= OBJECTIVE =
Reproduce every line of the listing below, requests included, shifting each coordinate in the answers up by 130 on both axes. Leave the numbers in the requests and their format samples unchanged.

##### GIVEN ENTRIES #####

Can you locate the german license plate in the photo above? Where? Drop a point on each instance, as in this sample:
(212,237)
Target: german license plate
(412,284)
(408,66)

#####

= RESPONSE FOR THIS EXERCISE =
Can you locate the german license plate in the photo above? Where? Drop a point on each instance, as in this sample:
(212,237)
Target: german license plate
(542,414)
(538,196)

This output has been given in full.